Task statement:
Extract every line from the records below that contains the word "instance".
---
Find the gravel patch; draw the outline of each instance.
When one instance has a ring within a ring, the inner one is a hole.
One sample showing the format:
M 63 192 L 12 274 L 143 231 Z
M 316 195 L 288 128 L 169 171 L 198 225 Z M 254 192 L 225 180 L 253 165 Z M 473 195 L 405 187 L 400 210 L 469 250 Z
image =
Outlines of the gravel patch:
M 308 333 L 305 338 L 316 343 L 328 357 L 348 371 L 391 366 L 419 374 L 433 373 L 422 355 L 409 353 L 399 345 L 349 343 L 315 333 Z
---
Solution to this problem:
Find the gravel patch; draw the outline of each instance.
When one instance has a ring within a ring, the inner one is a hole.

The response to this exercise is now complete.